### Input material

-=-=-

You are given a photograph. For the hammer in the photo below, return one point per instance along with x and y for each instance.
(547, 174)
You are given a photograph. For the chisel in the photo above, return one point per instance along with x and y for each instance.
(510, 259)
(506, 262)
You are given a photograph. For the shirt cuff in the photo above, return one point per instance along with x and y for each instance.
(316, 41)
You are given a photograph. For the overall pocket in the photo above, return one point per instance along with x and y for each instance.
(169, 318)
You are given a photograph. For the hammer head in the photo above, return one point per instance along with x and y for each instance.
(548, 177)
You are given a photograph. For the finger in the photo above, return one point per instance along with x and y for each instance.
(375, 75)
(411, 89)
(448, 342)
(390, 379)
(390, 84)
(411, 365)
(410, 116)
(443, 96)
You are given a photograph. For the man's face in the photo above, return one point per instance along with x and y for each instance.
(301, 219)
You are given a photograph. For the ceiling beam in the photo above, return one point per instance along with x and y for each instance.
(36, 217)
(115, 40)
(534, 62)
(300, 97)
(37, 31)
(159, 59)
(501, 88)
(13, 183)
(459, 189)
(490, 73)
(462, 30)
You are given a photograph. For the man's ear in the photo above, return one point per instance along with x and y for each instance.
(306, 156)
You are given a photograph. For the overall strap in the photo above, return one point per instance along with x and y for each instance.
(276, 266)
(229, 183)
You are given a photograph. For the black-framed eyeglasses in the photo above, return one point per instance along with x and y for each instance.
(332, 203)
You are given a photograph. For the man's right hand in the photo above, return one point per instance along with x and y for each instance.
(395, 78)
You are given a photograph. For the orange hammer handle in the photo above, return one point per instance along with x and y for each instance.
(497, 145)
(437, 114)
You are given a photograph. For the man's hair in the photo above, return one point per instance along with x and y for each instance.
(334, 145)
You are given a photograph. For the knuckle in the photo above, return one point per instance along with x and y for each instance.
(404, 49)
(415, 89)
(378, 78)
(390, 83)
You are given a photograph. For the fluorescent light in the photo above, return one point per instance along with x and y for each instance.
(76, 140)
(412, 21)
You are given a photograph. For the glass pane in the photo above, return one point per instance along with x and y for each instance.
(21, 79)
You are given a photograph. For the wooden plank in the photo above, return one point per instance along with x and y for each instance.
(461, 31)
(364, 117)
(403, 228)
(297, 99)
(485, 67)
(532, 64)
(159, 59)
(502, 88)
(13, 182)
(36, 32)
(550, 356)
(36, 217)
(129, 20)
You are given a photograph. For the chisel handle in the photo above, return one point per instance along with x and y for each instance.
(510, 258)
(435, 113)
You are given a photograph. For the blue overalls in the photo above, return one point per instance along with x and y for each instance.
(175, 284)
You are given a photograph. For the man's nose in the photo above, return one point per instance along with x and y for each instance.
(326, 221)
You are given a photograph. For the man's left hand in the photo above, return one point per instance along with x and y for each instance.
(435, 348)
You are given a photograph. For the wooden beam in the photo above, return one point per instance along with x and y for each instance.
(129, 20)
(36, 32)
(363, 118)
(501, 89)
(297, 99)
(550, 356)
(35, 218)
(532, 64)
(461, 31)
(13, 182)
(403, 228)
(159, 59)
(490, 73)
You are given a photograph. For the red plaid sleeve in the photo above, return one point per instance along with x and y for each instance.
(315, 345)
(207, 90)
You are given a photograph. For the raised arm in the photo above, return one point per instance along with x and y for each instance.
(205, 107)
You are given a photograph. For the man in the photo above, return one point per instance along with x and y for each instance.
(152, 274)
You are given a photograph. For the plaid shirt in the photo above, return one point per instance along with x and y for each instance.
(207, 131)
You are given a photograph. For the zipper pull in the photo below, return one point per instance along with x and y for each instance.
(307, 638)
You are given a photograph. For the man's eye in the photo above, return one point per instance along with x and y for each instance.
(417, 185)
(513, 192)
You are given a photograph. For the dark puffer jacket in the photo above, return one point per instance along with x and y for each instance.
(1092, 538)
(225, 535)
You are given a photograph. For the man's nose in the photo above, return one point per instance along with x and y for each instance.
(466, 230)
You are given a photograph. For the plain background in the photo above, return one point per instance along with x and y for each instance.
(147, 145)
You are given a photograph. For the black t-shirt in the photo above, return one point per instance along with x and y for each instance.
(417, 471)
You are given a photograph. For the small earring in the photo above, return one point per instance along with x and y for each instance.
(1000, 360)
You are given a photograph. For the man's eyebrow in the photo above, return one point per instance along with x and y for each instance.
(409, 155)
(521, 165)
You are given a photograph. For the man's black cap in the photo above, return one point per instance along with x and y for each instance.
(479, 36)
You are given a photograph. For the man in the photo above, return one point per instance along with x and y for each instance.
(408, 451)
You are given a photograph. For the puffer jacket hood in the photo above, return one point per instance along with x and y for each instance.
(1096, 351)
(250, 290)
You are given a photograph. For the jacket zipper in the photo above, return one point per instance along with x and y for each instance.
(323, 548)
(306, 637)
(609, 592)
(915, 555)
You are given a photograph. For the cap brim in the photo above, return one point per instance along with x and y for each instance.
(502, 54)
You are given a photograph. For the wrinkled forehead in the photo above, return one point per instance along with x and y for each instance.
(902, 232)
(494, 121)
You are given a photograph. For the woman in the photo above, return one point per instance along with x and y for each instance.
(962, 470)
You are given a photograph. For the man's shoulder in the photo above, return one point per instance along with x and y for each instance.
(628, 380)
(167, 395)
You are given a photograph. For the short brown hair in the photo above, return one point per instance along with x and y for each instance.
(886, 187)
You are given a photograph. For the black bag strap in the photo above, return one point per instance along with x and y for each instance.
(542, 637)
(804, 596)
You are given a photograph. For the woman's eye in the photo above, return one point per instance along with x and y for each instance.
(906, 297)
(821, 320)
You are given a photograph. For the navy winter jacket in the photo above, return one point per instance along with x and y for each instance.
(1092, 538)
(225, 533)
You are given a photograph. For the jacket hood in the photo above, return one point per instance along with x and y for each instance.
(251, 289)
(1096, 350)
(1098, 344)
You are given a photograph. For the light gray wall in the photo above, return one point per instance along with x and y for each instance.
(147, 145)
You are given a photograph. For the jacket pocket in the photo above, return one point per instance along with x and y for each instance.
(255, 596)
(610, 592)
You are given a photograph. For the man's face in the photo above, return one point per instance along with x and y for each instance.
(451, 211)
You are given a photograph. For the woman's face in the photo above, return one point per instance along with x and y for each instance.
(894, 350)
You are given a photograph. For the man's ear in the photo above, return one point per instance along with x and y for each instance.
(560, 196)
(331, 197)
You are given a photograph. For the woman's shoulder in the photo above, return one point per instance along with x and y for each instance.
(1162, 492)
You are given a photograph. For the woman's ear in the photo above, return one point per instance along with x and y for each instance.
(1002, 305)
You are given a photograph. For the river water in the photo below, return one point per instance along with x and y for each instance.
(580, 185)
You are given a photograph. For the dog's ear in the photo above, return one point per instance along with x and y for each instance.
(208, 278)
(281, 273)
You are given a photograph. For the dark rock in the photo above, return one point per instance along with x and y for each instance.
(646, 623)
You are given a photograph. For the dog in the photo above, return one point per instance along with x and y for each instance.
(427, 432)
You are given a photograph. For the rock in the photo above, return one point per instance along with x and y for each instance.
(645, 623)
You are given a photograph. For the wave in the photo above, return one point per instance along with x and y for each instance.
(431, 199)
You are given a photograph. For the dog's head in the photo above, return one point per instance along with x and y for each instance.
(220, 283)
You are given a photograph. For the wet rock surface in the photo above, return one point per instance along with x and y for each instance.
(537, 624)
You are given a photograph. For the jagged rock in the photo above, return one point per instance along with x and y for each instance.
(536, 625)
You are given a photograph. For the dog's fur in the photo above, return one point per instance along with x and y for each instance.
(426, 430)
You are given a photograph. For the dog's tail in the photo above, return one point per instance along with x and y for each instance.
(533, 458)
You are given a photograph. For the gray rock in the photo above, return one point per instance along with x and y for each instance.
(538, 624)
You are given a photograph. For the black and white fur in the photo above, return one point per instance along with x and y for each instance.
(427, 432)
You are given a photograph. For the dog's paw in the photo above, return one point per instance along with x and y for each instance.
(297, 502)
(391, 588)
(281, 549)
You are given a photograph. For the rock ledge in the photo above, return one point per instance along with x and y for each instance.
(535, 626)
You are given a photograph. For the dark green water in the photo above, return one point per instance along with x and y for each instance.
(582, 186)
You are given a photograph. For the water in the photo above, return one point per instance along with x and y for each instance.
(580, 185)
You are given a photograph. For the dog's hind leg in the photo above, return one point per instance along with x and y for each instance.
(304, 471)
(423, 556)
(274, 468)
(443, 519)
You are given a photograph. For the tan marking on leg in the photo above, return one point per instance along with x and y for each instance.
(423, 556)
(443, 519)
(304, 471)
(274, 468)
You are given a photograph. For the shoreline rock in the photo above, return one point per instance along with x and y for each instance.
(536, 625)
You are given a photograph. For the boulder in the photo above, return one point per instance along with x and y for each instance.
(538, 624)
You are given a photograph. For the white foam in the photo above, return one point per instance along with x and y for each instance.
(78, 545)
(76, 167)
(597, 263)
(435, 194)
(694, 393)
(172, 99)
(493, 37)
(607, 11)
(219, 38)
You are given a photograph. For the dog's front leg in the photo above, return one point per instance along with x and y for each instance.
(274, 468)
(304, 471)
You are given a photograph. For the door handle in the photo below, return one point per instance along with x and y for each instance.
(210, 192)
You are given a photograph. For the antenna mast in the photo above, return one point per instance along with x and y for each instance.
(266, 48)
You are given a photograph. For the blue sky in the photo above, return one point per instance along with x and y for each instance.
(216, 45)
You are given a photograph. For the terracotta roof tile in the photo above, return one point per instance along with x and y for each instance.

-=-=-

From the "You are given a photograph. For the white" line to the close of the listing, restate each line word for word.

You are given a photograph. For the white foam in the photo above, return one point per instance along with x and y for each instance.
(78, 545)
(76, 167)
(597, 263)
(435, 194)
(694, 393)
(172, 99)
(493, 37)
(607, 11)
(219, 38)
You are given a photograph. For the dog's front leg in the photo above, return one point per instance along with x and y for each instance.
(274, 468)
(304, 471)
You are given a photograph. For the door handle in the photo below, return one point per instance along with x and y for each instance.
(210, 192)
You are given a photograph. For the antenna mast in the photo above, return one point per instance along with x and y for each instance.
(266, 48)
You are given a photograph. For the blue sky in the photo above, return one point per instance along with x and y for each instance.
(216, 45)
You are given a photograph. For the terracotta roof tile in the photo above, return one point per instance along with x and y for each instance.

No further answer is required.